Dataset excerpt
■ ■ ■ ■ ■ ■ ■

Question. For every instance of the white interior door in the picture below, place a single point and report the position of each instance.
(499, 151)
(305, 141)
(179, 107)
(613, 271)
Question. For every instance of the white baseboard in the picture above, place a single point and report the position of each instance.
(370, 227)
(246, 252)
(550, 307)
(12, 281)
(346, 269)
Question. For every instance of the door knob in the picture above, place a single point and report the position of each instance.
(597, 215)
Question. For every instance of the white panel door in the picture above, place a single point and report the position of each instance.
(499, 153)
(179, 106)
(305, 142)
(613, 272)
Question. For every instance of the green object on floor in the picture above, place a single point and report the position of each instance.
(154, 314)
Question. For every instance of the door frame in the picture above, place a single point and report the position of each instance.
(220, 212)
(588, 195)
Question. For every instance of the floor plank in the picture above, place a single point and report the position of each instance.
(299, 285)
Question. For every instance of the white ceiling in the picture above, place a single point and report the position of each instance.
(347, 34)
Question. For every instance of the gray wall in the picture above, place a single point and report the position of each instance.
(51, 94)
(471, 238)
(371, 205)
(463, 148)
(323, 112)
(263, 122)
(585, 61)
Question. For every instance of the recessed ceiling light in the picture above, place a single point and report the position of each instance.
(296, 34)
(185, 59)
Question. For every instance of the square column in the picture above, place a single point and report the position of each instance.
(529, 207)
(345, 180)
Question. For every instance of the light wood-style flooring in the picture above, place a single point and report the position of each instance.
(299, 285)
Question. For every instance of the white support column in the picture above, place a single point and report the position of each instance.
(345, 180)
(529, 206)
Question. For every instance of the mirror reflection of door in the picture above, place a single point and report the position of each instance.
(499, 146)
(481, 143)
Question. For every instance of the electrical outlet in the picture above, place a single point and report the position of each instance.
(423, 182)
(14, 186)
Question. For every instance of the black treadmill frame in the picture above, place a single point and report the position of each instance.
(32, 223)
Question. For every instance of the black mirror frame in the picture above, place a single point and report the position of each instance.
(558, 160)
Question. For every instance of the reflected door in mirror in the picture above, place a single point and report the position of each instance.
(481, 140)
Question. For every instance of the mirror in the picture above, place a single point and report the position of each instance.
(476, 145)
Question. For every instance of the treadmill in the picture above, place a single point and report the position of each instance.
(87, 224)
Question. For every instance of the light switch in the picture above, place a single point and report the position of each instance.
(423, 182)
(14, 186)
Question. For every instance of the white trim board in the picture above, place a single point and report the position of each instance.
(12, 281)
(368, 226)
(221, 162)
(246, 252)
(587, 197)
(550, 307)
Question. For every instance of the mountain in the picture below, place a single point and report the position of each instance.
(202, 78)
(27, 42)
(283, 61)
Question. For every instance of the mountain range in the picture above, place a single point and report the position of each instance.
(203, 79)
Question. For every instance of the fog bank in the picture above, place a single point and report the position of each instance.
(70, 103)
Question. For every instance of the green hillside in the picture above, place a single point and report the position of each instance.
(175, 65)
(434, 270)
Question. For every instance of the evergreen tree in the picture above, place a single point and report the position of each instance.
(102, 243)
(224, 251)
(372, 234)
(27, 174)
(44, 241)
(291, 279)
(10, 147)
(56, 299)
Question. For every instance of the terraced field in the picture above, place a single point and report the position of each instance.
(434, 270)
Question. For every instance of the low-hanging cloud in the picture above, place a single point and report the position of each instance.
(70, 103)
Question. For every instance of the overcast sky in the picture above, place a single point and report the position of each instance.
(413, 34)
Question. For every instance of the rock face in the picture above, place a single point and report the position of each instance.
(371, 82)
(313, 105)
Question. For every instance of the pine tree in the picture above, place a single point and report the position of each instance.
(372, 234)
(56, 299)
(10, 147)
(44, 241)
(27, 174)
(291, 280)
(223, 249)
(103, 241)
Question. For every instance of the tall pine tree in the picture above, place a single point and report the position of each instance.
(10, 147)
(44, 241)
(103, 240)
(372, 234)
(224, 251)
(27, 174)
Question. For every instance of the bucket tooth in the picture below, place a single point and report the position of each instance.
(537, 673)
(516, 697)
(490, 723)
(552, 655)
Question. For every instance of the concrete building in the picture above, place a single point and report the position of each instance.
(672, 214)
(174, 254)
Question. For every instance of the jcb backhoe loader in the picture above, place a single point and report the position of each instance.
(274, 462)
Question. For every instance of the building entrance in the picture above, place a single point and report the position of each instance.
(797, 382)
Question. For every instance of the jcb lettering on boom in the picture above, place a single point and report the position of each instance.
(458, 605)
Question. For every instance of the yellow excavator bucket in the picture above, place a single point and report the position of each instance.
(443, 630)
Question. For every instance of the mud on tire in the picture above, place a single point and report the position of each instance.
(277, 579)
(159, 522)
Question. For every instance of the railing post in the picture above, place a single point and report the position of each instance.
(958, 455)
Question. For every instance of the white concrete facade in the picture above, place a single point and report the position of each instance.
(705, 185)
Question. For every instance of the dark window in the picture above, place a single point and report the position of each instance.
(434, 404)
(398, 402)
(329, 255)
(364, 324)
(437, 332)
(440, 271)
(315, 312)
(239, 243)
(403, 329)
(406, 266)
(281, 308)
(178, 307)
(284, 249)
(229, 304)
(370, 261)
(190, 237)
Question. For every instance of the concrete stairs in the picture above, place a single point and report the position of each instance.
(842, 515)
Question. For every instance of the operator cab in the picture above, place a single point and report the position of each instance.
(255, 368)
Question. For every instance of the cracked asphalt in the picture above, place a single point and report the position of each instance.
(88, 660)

■ ■ ■ ■ ■ ■ ■

__The task__
From the data above, extract every line in its exact form.

__Solution for this task__
Question. For every instance of the white interior door in the picture below, place a single point and report the position of each instance.
(499, 151)
(305, 141)
(179, 107)
(613, 271)
Question. For every instance of the white baseboard in the picture above, place a single point and report the position of each instance.
(370, 227)
(246, 252)
(550, 307)
(12, 281)
(346, 269)
Question. For every instance of the door knob in the picture above, place a single point and report the position of each instance.
(597, 215)
Question. For every instance of the white panel door in the picture above, place a single point and report the position of each instance.
(499, 153)
(179, 106)
(305, 142)
(613, 272)
Question. For every instance of the green object on floor in the picture above, place a single point and report the position of each instance.
(154, 314)
Question. For every instance of the door frame in the picture above, place a single point and report the position of each instance.
(220, 212)
(588, 195)
Question. For every instance of the floor plank in the picture above, place a single point and report the position of each instance.
(299, 285)
Question. For every instance of the white ceiling in the picture above, place a single point and report the position of each instance.
(347, 34)
Question. For every instance of the gray wall in the picture above, place a single point and report the position of each instance.
(51, 94)
(471, 238)
(371, 205)
(463, 148)
(323, 112)
(263, 122)
(585, 61)
Question. For every instance of the recessed ceiling light in the picture above, place a single point and report the position of each instance.
(296, 34)
(185, 59)
Question. For every instance of the square column in the picture above, place a single point and report the position of each instance.
(529, 207)
(345, 180)
Question. For every instance of the light wood-style flooring in the picture above, place a single point and report the position of each instance.
(299, 285)
Question. For every instance of the white support column in the picture above, place a single point and report the position of each instance.
(345, 180)
(529, 206)
Question. For every instance of the mirror reflection of door in the picture above, place a single point and report the position of each instance.
(499, 146)
(481, 143)
Question. For every instance of the electrical outlet in the picture above, place a single point and report the position of each instance.
(423, 182)
(14, 186)
Question. For every instance of the black treadmill frame in the picture above, place a single point and report the position of each instance.
(32, 223)
Question. For every instance of the black mirror frame in the picture above, place a single point and report the position of each instance.
(558, 160)
Question. For every instance of the reflected door in mirror in the picture above, place a single point and report the position of each instance.
(481, 140)
Question. For every instance of the mirror in the picture above, place a single point and report the position of each instance.
(476, 145)
Question. For every instance of the treadmill in the picture above, place a single point and report the position of each instance.
(87, 224)
Question. For every instance of the light switch in the picture above, place a single point and report the position of each instance.
(423, 182)
(14, 186)
Question. For every instance of the white trim board in the picture above, place a single point and report the position of each instance.
(12, 281)
(368, 226)
(221, 162)
(246, 252)
(587, 197)
(550, 307)
Question. For every instance of the mountain in the picture below, place a single point and report the position of each instance.
(202, 78)
(27, 42)
(283, 61)
Question. For every instance of the mountain range in the picture above, place a single point and report the position of each instance.
(203, 79)
Question. For every instance of the fog bank in the picture above, place a single point and report the position of each instance.
(70, 103)
Question. For every instance of the green hillside in the picture above, place a single point and report the position of each instance.
(175, 65)
(434, 270)
Question. For every instance of the evergreen tree in the picture above, place a single point and report the position of each instance.
(102, 243)
(224, 251)
(372, 234)
(27, 174)
(44, 241)
(291, 279)
(10, 147)
(56, 299)
Question. For every instance of the terraced field in the picture above, place a single point and report the position of each instance.
(434, 270)
Question. For every instance of the low-hanging cloud in the picture above, place a single point and report the position of each instance.
(70, 103)
Question. For every instance of the overcast sky in the picture above, place a single point and report the position of each instance.
(413, 34)
Question. For every instance of the rock face in the picture above, place a single point and report the position of each instance.
(371, 82)
(313, 105)
Question. For every instance of the pine tree in the picture above, place a single point and report the position of each instance.
(372, 234)
(56, 299)
(10, 147)
(44, 241)
(27, 174)
(291, 280)
(223, 249)
(103, 241)
Question. For every instance of the tall pine tree in the picture above, place a single point and report the position of each instance.
(10, 147)
(44, 241)
(103, 240)
(372, 234)
(224, 251)
(27, 174)
Question. For every instance of the bucket tooth in the picture below, place a single point and report the position of each instance.
(537, 673)
(516, 697)
(490, 723)
(552, 655)
Question. For every instance of the concrete building in the picture above, place a single point and report the position of each instance.
(672, 214)
(174, 254)
Question. For every instance of the jcb backhoe loader in the picture above, place a single point and report the position of each instance.
(274, 462)
Question. For every instance of the building entrance in the picture above, place a single point and report the position of each instance.
(797, 382)
Question. For every instance of the jcb lettering on boom in the picture above, place a single point and report the position of each instance.
(458, 605)
Question. For every instance of the yellow excavator bucket in the picture above, place a single point and report the position of each instance.
(443, 630)
Question. For every instance of the mud on tire in the picture above, place a single point and report the position of each instance.
(277, 579)
(159, 522)
Question. For every instance of the railing post in the picture above, place a single point and report the position of each instance.
(958, 455)
Question. For every instance of the white concrete facade in the picture above, place a single point and report the position of each instance.
(705, 185)
Question. For every instance of the dark window in the picture above, place a single point and report the position of each instance.
(434, 404)
(398, 402)
(329, 255)
(364, 324)
(437, 332)
(440, 271)
(315, 312)
(239, 243)
(403, 329)
(406, 266)
(281, 308)
(178, 307)
(284, 249)
(229, 304)
(370, 261)
(190, 237)
Question. For every instance of the concrete stairs in the picture above, place a single point and report the position of each instance.
(842, 515)
Question. For every instance of the operator cab in the picture above, place a single point and report the position of each instance.
(255, 368)
Question. For every instance of the cracked asphalt in the picture above, place a single point and report the position of each instance.
(88, 660)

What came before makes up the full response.